▸ Your instructions: Copy the rows below, substituting "Mark" for every "Indicate" and changing nothing else. Leave the pictures out of your answer.

▸ Information given:
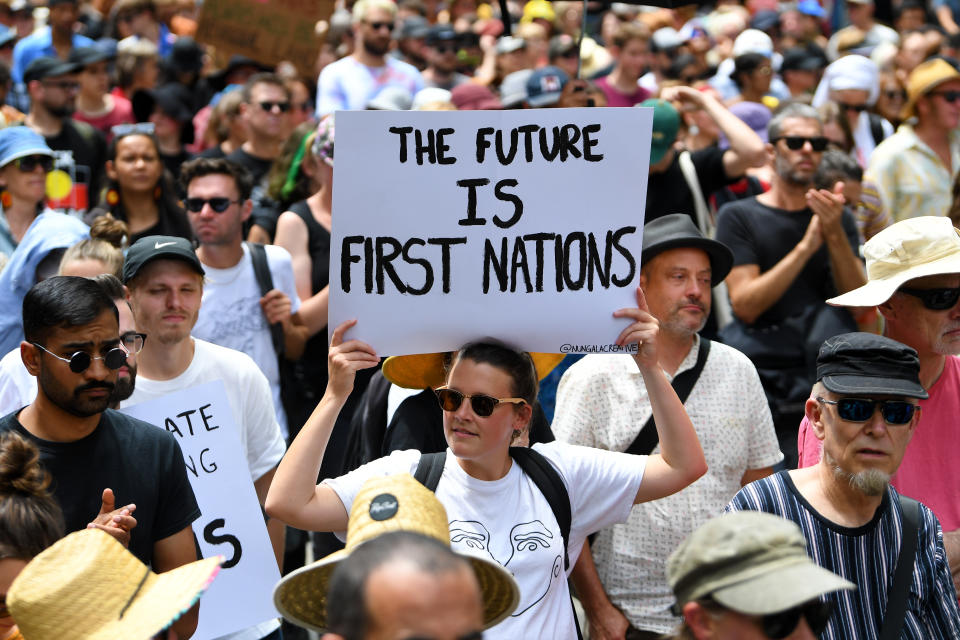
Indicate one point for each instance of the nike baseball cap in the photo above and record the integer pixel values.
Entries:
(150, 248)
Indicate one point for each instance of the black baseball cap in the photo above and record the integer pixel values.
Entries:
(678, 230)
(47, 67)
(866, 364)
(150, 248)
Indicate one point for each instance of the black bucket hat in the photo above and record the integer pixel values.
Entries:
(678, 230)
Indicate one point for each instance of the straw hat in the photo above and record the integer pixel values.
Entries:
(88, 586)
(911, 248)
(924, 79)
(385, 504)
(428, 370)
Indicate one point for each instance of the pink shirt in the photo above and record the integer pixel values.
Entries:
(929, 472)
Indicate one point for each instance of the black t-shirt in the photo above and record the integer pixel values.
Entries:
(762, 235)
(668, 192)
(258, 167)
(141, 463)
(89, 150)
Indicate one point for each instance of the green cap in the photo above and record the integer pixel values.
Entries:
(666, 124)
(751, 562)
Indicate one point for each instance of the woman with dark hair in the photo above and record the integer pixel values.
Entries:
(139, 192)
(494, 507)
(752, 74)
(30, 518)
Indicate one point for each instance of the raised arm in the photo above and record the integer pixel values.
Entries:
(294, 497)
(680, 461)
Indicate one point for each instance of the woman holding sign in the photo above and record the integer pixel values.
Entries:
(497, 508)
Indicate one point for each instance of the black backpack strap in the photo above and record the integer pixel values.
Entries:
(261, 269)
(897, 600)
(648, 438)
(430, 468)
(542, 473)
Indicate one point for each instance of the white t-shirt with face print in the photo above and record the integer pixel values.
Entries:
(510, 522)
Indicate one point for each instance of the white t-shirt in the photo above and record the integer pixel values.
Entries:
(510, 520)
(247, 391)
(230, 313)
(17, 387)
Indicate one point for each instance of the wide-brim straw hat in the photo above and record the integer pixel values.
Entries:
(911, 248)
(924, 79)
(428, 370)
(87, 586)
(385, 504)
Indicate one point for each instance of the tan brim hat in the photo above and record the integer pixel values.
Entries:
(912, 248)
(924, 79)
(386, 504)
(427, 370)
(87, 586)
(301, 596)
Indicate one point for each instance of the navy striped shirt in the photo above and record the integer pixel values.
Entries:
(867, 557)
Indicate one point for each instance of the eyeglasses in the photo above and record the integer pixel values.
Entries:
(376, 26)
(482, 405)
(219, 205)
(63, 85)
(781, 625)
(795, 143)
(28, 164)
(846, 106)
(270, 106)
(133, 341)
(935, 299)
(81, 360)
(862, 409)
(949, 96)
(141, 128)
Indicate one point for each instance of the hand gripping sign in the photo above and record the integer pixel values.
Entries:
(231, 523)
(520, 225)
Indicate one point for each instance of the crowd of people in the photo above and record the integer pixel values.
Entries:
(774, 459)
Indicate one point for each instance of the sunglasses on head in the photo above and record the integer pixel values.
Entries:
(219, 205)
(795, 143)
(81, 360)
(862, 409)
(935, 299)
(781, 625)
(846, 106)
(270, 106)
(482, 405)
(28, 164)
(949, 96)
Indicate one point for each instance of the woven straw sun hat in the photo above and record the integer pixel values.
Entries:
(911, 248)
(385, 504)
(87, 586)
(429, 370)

▸ Finished answer:
Mark one point for each instance of the nike baseball cap in the photo above and record the integer pixel values.
Entries:
(150, 248)
Mark one point for each instance of the black baseball cap in the photo above and record the integer pixel values.
Entries:
(678, 230)
(47, 67)
(866, 364)
(150, 248)
Mark one point for each instance of the black bucket hat in the photo above and record the integer pixel values.
Entries:
(678, 230)
Mark one point for each instance of the straw hat in the photo above and record the integer pixel values.
Entries:
(88, 586)
(911, 248)
(924, 79)
(385, 504)
(428, 370)
Mark one point for each instance of the pink shirt in the photo above and record the integer pixel values.
Entries:
(929, 472)
Mark one point for each instance of the black t-shirt in the photo above and record the integer pixel values.
Entries:
(762, 235)
(668, 192)
(258, 167)
(141, 463)
(89, 150)
Mark one point for each instance of the green cap in the photo above and record the integer pixel values.
Entries:
(666, 124)
(751, 562)
Mark one point for each instance of the woman with dark hair in the photo above and record the integer pixel values.
Entries:
(139, 192)
(494, 507)
(752, 74)
(30, 518)
Mark one point for each instance of the raised arm in the photo above and record the integer pixel values.
Entries:
(294, 497)
(680, 461)
Mark one point for each instance of the woman holding sign in the photo above and record the integer pixel values.
Entries:
(497, 508)
Mark one point for each instance of the black backpack strap in the photo above and record the integer pixel values.
Entries:
(261, 269)
(897, 600)
(648, 438)
(430, 468)
(542, 473)
Mark one point for each instance of the white t-shirt with face print in the photo above and record the integer pixel values.
Entries:
(510, 522)
Mark one point for each instance of the white t-shirt in the photo above and record the integer pixel values.
Entries:
(510, 520)
(247, 391)
(230, 313)
(17, 387)
Mark one point for each instance of the wide-brim straw hat in the photo above and record the integer pixel values.
Entries:
(911, 248)
(924, 79)
(428, 370)
(87, 586)
(385, 504)
Mark one point for each instance of the tan brim hat in the photo above and record the integer pixel values.
Entries:
(912, 248)
(924, 79)
(386, 504)
(427, 370)
(87, 586)
(301, 596)
Mark one point for each instance of the navy striped shirt in the photo above and record the integer pixel values.
Entries:
(867, 557)
Mark one point for each instance of the eyeglasses in the photo above and record the integer pixel values.
Entries:
(376, 26)
(482, 405)
(219, 205)
(63, 85)
(781, 625)
(795, 143)
(28, 164)
(846, 106)
(270, 106)
(133, 341)
(935, 299)
(81, 360)
(862, 409)
(949, 96)
(141, 128)
Mark one point for each instance of the hand gripping sign in the photo above and record the integer pixel values.
Entries:
(231, 523)
(520, 225)
Mark one point for each instance of the crowd of people in the photo above and record the integer pixel values.
Entries:
(774, 459)
Mark one point for each instance of the sunglasses on head in the photo above and record the integer pixel values.
Entries:
(219, 205)
(795, 143)
(81, 360)
(862, 409)
(935, 299)
(781, 625)
(846, 106)
(270, 106)
(482, 405)
(28, 164)
(949, 96)
Mark one point for each instance of the woven straw sun hat in the photo above and record the integer pixel values.
Entries:
(911, 248)
(385, 504)
(87, 586)
(429, 370)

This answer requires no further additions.